◆ Task directions ◆
What is needed here is an exact copy of all the data.

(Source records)

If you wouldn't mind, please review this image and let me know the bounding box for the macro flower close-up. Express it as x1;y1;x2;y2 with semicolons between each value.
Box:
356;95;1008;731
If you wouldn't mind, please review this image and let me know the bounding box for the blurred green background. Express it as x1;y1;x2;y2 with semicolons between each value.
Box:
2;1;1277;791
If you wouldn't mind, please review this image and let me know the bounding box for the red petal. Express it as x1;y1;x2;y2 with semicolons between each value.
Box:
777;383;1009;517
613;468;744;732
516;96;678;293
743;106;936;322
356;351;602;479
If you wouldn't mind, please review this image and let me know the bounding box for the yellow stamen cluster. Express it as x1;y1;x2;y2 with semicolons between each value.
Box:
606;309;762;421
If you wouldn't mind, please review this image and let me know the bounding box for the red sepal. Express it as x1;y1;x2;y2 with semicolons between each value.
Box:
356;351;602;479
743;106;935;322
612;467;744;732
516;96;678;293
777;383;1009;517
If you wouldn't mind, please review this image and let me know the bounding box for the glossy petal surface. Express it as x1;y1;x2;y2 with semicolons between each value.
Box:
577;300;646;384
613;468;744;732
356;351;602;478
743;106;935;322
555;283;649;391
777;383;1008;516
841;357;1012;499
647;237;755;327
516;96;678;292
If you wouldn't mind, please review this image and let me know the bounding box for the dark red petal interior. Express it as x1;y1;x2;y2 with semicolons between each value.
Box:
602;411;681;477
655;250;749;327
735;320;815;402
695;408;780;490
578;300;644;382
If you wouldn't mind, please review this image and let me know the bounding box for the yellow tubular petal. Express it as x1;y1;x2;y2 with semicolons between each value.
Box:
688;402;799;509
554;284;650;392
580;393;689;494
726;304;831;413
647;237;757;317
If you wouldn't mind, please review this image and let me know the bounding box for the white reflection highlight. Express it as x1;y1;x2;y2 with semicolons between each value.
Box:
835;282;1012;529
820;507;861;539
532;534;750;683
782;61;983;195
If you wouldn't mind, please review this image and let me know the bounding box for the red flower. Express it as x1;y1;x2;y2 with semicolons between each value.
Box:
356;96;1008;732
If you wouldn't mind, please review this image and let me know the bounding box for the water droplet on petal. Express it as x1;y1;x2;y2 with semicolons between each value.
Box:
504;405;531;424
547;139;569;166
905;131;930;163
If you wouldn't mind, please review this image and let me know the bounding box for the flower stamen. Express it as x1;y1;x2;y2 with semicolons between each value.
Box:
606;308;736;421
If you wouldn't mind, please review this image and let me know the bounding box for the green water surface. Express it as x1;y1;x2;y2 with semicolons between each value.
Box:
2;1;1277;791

◆ Result of this exercise ◆
If you wouldn't mind, please review this image and let me know the bounding box for the macro flower close-up. Express it as x1;y1;x2;y2 with semicolons between each value.
Box:
356;95;1008;731
If you wouldn't mind, please review this image and let me know the bounding box for the blurred green background. Express it as x1;y1;x2;y2 with semicolons between each value.
Box:
2;1;1277;791
If you wouldn't mind, please review this image and let me know the bounding box for the red petal. Express it as x1;y1;x2;y2 with semicolons between each value.
Box:
777;383;1009;517
613;468;744;732
516;96;678;293
743;106;936;322
356;351;602;479
If you wouldn't mind, please review this image and let me know the bounding box for the yellow stamen cluster. Express it as x1;y1;x2;y2 with semicolons between each value.
Box:
606;309;762;421
If you wouldn't mind, please review this image and let me know the bounding box for the red sepal. Express it as x1;y1;x2;y2 with semicolons between each value.
Box:
356;351;602;479
743;106;935;322
612;467;744;732
516;96;678;293
777;383;1009;517
If you wouldn't mind, please review this image and let me know the bounding box for the glossy petal surface. Express it as x1;y1;x2;y2 with semicolons between each value.
Box:
577;300;646;384
613;468;744;732
356;351;602;478
743;106;935;322
555;283;649;391
777;383;1008;516
841;357;1012;499
647;237;755;327
516;96;678;292
If you wouldn't mind, please review this image and let me know the bounding box for the dark red petal interior. Express it as x1;y1;x2;y2 with semicolons between each value.
Box:
602;411;681;477
655;250;749;327
735;320;815;402
695;408;780;490
578;300;644;382
If you wouldn't mind, please review this image and let me know the bounding box for the yellow tubular petal. Express it as x1;y1;x2;y2 with semicolons between each value.
Box:
688;402;799;509
554;284;650;392
580;393;689;494
726;304;831;413
647;237;757;317
If you wouldn't mind, please review this image and let me know the bounding box for the white reflection highlight. Express it as x1;y1;x2;y2 with semicolons between each value.
Box:
835;282;1012;529
820;507;861;539
532;534;750;683
782;61;983;195
If you wouldn't mind, please review this image and let me know the bounding box for the red flower. Express it as x1;y1;x2;y2 with semicolons between each value.
Box:
356;96;1008;732
If you wouldn't mind, please review this image and let me know the bounding box for the water droplet on petal. Express it as x1;y1;x2;y2 with semicolons between each value.
Box:
504;405;531;424
547;139;569;166
905;131;930;163
If you wouldn't mind, please review this image and let me know the bounding box for the flower stamen. Express it as x1;y1;x2;y2 with semicolons between each value.
Box:
606;308;736;421
If you wouldn't mind, please review this image and let me know the bounding box for the green water surface. Express it as x1;y1;x2;y2 with semicolons between each value.
Box:
2;1;1277;791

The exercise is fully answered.